Dataset records on object locations

◇ ◇ ◇ ◇ ◇

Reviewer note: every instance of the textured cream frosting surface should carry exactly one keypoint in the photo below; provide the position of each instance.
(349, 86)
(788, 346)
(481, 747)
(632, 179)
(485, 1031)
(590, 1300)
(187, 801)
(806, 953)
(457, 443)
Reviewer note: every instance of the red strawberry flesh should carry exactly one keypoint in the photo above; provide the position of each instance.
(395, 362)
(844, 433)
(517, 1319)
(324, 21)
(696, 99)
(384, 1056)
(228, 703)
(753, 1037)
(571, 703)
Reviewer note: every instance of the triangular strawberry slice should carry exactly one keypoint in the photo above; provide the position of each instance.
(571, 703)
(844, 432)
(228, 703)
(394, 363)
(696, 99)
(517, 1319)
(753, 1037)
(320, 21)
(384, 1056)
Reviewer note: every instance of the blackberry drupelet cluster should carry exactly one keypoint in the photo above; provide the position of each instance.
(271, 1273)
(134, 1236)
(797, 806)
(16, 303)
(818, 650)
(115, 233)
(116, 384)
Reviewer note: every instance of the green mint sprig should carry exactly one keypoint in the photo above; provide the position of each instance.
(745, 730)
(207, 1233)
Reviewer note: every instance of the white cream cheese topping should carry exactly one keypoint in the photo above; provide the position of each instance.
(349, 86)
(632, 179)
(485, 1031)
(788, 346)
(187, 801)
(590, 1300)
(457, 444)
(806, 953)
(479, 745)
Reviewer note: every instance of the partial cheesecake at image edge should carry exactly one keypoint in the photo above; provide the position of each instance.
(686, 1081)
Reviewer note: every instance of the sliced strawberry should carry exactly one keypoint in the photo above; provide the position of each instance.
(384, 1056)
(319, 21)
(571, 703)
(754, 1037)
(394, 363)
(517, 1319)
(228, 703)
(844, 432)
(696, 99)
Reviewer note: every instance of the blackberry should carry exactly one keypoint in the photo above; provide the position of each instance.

◇ ◇ ◇ ◇ ◇

Direction – Rewrite the material above with every "Reviewer note" changed to "Annotator note" and nothing else altered.

Output for this exercise –
Annotator note: every instance of the textured cream frosting surface should carry exactly one keypoint in the photo below; provide the position of each instance.
(349, 86)
(788, 346)
(481, 747)
(632, 179)
(485, 1031)
(590, 1300)
(187, 801)
(806, 953)
(457, 443)
Annotator note: every instance of the red strawberry flesh should carry exactly one keypoint in the photo above; provide the position of each instance.
(395, 362)
(844, 433)
(517, 1319)
(324, 21)
(696, 99)
(384, 1056)
(228, 703)
(753, 1037)
(571, 703)
Annotator note: every instance of the triangular strawberry slice should carry exactly one keypoint in the photo above; provide the position of each instance.
(571, 703)
(844, 432)
(228, 703)
(394, 363)
(696, 99)
(517, 1319)
(753, 1037)
(320, 21)
(384, 1056)
Annotator note: every instance of the blackberry drupelet cluster should carry exactly one keypoint in the photo above; provide the position of each instance.
(271, 1273)
(134, 1236)
(797, 806)
(16, 303)
(818, 650)
(115, 233)
(116, 384)
Annotator note: every instance of the green mint sprig should carry exactly one keypoint in the photo above; provide the position of each instance.
(745, 730)
(207, 1233)
Annotator note: every instance of the white cream cheese topping should carry exactly one keypoint in the photo above; provide the position of each instance.
(349, 86)
(632, 179)
(485, 1031)
(788, 346)
(187, 801)
(590, 1300)
(457, 444)
(806, 953)
(479, 745)
Annotator note: every instance of the partial cheesecake at image edge should carry exactly one keypoint in the photo above; provide the position of each instance.
(686, 1081)
Annotator note: every instance of the sliced strawberry should carry exactly one keypoint in the photo above; provide the position of each instance.
(384, 1056)
(319, 21)
(571, 703)
(754, 1037)
(394, 363)
(517, 1319)
(228, 703)
(844, 432)
(696, 99)
Annotator note: every instance of the blackberry should carry exactly one keypoint in the photo above; provide the position of each instance.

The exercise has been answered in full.